Beck v. Semones' Adm'r.*

Decision Date23 September 1926
PartiesBECK et al. v. SEMONES' ADM'R.*
CourtVirginia Supreme Court

Appeal from Circuit Court, Bedford County.

Suits by R. E. Cook, executor of J. W. Semones, deceased, and by U. M. Beck and another, against the Blue Ridge Metals Corporation, were consolidated. From the decree, U. M. Beck and another appeal. Affirmed.

Landon Lowry, of Bedford City, Leonard G. Muse, of South Roanoke, and Woods, Chit-wood, Coxe & Rogers, of Roanoke, for appellants.

Martin & Wingfield, of Roanoke, for appellee.

BURKS, J. The Blue Ridge Metals Corporation was a Virginia corporation, but all of its stock was owned by persons residing in or near Pittsburg, Pa. U. M. Beck was president of the company, and E. T. Beedle its treasurer. The company bought two tracts of land in Bedford county, Va., supposed to contain valuable mineral deposits. One of these tracts containing 474.25 acres was paid for in full. The price of the other tract was something over $18,000. The cash payment reduced the purchase price to $12,500, for which the company gave its notes and a deed of trust on this tract. Default was made In the payment of the notes, and this tract was sold under the deed of trust and netted the vendor $4,085. The vendor, J. W. Semones, having died, his executor, on November 23, 1923, gave notice to the company that on December 12, 1923, it would apply to the court of law and chancery of the city of Roanoke for a judgment against it for the balance on said notes, and such judgment was accordingly rendered on the date last mentioned. There is no controversy over this judgment.

[Dataset excerpt]
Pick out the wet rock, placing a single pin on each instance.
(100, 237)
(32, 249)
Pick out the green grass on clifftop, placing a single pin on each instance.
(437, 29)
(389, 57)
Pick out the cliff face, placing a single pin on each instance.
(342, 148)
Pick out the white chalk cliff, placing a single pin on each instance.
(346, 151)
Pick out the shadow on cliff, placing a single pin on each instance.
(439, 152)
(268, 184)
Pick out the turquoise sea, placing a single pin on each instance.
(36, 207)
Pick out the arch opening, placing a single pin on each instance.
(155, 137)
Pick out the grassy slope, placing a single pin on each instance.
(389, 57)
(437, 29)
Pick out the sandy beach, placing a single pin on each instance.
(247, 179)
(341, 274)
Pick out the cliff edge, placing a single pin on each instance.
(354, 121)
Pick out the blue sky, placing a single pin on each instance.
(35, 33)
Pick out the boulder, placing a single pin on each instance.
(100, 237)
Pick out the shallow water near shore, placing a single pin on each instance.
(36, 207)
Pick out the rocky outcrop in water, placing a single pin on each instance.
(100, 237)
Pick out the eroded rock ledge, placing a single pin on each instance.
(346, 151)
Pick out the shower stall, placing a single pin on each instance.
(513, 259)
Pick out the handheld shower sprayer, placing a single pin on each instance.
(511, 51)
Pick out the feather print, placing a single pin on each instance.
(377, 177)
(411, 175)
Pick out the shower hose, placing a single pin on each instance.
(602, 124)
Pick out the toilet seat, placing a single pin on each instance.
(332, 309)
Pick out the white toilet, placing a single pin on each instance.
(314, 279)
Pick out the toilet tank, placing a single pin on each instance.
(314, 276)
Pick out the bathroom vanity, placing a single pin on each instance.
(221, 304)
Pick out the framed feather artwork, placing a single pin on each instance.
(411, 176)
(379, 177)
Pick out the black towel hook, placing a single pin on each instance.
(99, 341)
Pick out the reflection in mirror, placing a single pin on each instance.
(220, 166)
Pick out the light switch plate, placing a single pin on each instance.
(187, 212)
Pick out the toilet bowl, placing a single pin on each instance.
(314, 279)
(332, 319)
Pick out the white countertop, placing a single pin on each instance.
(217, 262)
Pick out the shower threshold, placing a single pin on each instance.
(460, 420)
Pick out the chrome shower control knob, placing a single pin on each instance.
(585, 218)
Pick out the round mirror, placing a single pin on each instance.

▶ **REQUESTS**:
1 > In the court opinion, how much did the sale of the tract under the deed of trust net the vendor?
2 > Write the next part of the court opinion, picking up after its last sentence.
The listing comes from a separate source.

▶ **THE RESULTS**:
1 > $4,085

2 >
Three days before this judgment was rendered, U. M. Beck, the president of the company, received from the agent in Virginia, on whom the notice was served, the copy of the notice served on him. It was then too late to call a meeting of the directors, as the by-laws of the company required three days' notice of such meeting; but he saw, or talked over the telephone to, a majority of the directors, and they advised him, or assented to a suggestion from him, to go to Virginia and do whatever was best to protect the interests of the company and of himself and Mr. Beedle, to whom the company was indebted. This indebtedness was for money which had been advanced to make the cash payment on the Semones tract and certain development expenses, and Beck and Beedle held the notes of the company for the amounts advanced by them respectively.

The company at that time had no assets except the tract of 474.25 acres, and owed no debts except to Semones, Beck, and Beedle, but the land was not of sufficient value to pay all three of them. Then began the struggle of Beck and Beedle to get priority over the judgment to be rendered on December 12, 1923, in favor of Semones' executor.

Beedle had died, but had no personal representative in this state. Beck set out at once for Virginia, bringing with him the notes which had been executed by the company to him and to Beedle, respectively, and upon arrival employed counsel, and began active preparations to secure judgments in favor of himself and of Beedle's estate against the company, before judgment could be rendered in favor of Semones' executor, upon the notice he had served on the company.

A resident of the state was appointed personal representative of Beedle's estate on December 11, 1923. On the same date (the day before judgment was to be rendered in favor of Semones' executor), U. M. Beck appeared by counsel in the corporation court of the city of Roanoke and presented a notice of motion for a judgment against the said Blue Ridge Metals Corporation, and "moved thecourt to docket his motion for judgment against the defendant, and to permit him to file in open court his written notice of said motion, returnable to this date." Thereupon the following proceeding was had:

"And thereupon the defendant appeared by its president, and in open court waived notice of said motion. It is accordingly ordered that said motion be, and the same hereby is, with the consent of the defendant, duly docketed, and said notice duly filed.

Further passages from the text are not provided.